### Given instruction
Pick out each line of the data below that contains the string "window", and copy those lines.

### Exercise data

-- Start --

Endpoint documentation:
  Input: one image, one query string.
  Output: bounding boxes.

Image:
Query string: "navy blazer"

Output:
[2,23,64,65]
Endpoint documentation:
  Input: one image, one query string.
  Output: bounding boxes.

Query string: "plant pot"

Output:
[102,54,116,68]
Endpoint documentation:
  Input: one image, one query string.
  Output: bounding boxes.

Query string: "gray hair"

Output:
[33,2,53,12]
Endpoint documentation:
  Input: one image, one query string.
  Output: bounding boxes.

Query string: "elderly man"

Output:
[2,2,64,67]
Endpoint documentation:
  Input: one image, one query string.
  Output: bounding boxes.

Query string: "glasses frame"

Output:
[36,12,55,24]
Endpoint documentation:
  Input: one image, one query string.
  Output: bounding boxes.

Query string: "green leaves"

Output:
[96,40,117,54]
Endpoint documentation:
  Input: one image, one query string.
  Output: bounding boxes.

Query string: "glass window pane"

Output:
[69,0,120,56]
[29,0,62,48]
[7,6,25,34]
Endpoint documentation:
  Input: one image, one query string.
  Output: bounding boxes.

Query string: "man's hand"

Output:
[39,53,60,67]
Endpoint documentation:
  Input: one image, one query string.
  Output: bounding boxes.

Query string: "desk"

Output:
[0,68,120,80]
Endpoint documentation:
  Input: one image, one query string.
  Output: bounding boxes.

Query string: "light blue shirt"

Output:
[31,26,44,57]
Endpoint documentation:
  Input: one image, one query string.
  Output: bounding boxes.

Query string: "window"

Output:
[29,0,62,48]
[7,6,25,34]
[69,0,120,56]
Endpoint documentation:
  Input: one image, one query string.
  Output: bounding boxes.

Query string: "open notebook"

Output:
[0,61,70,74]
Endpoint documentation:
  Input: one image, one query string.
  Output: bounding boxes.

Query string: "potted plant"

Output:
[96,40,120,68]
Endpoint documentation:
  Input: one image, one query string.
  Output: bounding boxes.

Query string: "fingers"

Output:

-- End --

### Result
Query string: "glass window pane"
Query string: "window"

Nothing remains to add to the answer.